[Task directions]
Only the lines from the one containing "In the photo above, where can the stone" through the last line of the material should be returned, each exactly as it stands.
▬▬▬
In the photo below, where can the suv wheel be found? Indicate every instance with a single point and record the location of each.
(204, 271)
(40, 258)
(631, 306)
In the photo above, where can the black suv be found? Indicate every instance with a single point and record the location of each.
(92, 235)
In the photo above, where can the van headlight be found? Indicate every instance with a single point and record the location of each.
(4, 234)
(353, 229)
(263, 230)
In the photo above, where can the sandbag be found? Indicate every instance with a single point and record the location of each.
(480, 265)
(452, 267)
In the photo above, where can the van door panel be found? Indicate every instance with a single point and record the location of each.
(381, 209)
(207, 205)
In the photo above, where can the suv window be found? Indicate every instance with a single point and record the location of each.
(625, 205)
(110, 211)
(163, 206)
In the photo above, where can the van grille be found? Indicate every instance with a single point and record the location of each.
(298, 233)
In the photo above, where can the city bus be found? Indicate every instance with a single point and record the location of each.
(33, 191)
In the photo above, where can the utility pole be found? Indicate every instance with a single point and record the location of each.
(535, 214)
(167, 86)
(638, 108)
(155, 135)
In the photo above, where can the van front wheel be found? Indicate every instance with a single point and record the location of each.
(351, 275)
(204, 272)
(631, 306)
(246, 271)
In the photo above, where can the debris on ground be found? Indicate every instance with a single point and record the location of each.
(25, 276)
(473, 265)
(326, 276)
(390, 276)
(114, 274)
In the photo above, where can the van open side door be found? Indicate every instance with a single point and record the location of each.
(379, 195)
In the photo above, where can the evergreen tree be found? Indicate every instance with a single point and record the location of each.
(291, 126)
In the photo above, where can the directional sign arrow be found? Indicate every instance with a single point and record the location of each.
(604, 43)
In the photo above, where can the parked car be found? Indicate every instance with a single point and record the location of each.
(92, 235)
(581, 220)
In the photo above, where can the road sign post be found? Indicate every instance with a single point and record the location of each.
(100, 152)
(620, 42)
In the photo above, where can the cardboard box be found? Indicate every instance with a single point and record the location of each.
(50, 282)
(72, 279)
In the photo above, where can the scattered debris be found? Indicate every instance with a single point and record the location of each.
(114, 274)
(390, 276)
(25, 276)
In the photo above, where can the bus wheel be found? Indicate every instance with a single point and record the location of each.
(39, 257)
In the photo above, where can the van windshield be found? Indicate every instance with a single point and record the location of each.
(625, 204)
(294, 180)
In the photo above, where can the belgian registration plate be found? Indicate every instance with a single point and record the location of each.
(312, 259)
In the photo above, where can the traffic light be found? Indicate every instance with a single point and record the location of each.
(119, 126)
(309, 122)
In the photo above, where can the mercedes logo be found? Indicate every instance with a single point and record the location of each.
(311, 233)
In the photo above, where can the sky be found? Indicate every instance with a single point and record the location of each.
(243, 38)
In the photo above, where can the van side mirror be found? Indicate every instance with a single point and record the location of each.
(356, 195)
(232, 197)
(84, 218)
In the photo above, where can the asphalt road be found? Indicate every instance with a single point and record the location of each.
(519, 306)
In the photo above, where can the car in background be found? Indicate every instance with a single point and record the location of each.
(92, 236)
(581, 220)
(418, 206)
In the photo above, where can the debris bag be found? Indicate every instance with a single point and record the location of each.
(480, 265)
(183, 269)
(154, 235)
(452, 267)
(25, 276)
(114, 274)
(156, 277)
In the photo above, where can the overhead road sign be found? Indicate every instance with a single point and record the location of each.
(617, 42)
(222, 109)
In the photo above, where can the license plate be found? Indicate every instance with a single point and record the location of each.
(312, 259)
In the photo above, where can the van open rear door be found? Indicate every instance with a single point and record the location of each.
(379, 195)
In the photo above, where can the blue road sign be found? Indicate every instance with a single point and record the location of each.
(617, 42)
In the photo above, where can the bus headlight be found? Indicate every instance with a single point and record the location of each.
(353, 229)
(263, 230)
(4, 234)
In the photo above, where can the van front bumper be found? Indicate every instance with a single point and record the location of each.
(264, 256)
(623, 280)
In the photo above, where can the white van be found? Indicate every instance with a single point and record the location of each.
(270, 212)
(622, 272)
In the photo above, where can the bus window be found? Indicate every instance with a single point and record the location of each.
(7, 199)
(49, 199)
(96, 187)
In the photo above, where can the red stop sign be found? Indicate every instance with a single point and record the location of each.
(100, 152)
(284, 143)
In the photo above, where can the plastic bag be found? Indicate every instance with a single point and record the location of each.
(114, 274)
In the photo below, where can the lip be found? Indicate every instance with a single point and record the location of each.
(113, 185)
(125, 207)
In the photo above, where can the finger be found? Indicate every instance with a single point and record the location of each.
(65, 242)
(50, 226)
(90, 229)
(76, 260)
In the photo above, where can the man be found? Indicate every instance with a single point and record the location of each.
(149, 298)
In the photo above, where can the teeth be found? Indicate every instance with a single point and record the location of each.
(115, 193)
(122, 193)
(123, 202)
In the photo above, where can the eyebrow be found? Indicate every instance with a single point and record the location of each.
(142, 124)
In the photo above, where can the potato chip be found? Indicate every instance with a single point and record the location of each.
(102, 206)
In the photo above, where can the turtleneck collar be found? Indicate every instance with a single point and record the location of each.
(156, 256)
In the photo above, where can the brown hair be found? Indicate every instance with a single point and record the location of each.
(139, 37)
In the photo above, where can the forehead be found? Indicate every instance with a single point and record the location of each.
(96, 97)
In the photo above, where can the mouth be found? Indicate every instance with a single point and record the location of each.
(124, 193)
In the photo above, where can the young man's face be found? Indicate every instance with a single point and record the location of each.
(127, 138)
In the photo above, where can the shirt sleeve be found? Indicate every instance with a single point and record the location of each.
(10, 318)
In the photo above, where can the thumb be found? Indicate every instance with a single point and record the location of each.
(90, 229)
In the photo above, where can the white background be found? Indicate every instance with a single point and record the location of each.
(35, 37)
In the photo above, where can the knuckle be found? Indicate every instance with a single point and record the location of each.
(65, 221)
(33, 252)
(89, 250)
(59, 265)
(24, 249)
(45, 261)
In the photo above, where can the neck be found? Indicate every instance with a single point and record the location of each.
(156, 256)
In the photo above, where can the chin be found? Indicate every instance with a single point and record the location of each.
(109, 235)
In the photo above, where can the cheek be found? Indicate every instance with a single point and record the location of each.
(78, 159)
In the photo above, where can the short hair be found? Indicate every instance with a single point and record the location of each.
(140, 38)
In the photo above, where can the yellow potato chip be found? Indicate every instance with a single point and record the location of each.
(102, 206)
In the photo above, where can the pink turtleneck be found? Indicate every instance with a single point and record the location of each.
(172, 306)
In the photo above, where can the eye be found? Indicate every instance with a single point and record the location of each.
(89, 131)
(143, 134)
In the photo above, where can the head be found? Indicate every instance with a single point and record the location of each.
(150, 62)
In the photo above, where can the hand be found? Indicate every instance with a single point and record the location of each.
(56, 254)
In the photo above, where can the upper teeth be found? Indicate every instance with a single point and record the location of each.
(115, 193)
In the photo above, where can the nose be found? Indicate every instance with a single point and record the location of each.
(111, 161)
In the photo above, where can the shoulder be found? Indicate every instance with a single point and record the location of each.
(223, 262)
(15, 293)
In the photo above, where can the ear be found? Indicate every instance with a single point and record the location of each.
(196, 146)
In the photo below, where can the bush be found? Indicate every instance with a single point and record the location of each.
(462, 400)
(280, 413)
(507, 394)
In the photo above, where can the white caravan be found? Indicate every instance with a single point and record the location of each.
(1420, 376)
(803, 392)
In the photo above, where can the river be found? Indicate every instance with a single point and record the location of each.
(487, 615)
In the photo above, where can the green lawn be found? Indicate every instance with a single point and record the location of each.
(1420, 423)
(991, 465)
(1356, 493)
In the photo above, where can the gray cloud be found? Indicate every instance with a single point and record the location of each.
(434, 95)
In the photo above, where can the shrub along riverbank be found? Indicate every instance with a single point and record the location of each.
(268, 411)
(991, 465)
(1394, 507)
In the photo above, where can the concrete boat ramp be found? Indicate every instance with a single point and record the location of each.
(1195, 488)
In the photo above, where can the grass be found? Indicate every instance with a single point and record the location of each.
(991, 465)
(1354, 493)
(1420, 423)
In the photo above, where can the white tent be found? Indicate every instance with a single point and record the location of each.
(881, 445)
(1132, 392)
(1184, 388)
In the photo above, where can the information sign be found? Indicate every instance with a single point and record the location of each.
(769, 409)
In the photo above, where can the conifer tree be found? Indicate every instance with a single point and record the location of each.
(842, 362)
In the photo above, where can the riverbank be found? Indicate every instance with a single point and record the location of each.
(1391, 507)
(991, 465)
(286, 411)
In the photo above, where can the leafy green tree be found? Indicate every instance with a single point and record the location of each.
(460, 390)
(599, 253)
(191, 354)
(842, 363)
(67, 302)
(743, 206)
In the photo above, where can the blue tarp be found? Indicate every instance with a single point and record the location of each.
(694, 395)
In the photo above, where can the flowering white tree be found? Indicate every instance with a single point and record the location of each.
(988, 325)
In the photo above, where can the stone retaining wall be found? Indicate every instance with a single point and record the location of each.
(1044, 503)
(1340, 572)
▬▬▬
[Output for this exercise]
In the photo above, where can the stone retaining wall be found? Indicate every instance with a single point and record the location of each.
(1044, 503)
(1340, 572)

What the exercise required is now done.